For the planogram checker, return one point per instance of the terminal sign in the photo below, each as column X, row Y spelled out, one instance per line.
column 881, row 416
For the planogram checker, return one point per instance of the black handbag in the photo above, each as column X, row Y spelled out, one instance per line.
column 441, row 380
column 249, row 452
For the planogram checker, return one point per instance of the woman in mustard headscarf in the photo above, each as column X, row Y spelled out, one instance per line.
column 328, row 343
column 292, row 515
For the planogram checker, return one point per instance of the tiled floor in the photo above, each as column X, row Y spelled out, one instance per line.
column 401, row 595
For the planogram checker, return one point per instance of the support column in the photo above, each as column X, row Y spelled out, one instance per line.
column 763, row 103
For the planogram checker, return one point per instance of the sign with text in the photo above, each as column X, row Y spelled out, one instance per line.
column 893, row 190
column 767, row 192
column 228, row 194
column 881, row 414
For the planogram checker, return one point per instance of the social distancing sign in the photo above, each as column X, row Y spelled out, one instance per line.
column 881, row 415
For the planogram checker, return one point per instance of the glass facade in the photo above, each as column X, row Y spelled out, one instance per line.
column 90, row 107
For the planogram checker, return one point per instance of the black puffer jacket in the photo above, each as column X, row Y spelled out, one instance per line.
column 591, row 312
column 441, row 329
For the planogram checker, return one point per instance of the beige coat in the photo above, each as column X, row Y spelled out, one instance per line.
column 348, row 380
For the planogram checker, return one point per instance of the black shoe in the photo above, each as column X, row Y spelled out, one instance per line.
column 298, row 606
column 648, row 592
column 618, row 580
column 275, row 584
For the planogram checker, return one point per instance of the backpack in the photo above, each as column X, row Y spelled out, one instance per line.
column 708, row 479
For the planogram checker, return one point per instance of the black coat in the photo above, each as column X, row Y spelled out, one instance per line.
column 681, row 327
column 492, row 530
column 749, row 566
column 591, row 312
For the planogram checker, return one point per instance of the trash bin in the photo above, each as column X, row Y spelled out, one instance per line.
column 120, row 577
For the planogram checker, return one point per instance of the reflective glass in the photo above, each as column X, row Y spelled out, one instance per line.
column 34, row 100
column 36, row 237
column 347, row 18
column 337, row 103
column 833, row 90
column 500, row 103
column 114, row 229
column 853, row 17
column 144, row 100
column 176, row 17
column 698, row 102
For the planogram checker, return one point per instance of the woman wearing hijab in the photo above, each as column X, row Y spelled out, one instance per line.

========================================

SHORT TASK →
Retype each of the entries above verbatim, in their original order, keeping every entry on its own line.

FINAL ANSWER →
For the planogram checker, return one point per instance of the terminal sign in the photo below, each as column X, row Y spelled out, one instance per line.
column 881, row 416
For the planogram checker, return one point per instance of the black handbag in the photo above, each as column X, row Y spelled out, one instance per line.
column 441, row 380
column 249, row 452
For the planogram checker, return one point per instance of the woman in mustard headscarf in the photo above, each as column X, row Y spelled out, one instance per line.
column 328, row 343
column 292, row 515
For the planogram checker, return one point per instance of the tiled floor in the photo above, each as column X, row Y spelled out, one instance per line.
column 401, row 595
For the planogram checker, return one point per instance of the support column in the photo above, each as column X, row Y spelled out, one instance per line.
column 763, row 103
For the planogram checker, return one point per instance of the sign with text in the photo above, each as column X, row Y spelled out, one instance per line.
column 893, row 190
column 767, row 192
column 228, row 194
column 881, row 414
For the planogram checker, return one point per instance of the social distancing sign in the photo above, each as column X, row Y spelled out, one instance per line.
column 881, row 415
For the planogram checker, return one point per instance of the glass facade in the photo above, each as column X, row Y spelled out, one instance per line.
column 90, row 107
For the planogram checker, return one point per instance of the black puffer jacket in the photo above, each as column X, row Y spelled out, one instance per line.
column 591, row 312
column 441, row 329
For the planogram checker, return one point per instance of the beige coat in the photo above, each as column X, row Y spelled out, one instance per line.
column 348, row 380
For the planogram checker, return one point per instance of the black shoe in the photo above, each as column X, row Y spelled out, one instance per line.
column 298, row 606
column 648, row 592
column 618, row 580
column 275, row 584
For the planogram checker, return one point per instance of the backpack in the photo above, each as column X, row Y spelled out, one instance per line.
column 708, row 479
For the planogram checker, return one point per instance of the black coat in the photo above, each as column X, row Y spelled out, one instance per line.
column 681, row 327
column 492, row 530
column 749, row 566
column 591, row 312
For the planogram checker, return one point per instance of the trash bin in the photo above, each as column X, row Y spelled out, one instance per line.
column 120, row 577
For the planogram checker, return one point per instance of the reflective glass in the photo above, each as column X, row Y spelled out, one instance per line.
column 34, row 100
column 36, row 237
column 347, row 18
column 337, row 103
column 833, row 90
column 500, row 103
column 114, row 229
column 853, row 17
column 144, row 100
column 176, row 17
column 698, row 102
For the planogram checker, return one point per instance of the woman wearing hijab in the photo above, each as column X, row Y spelled out, one instance per line.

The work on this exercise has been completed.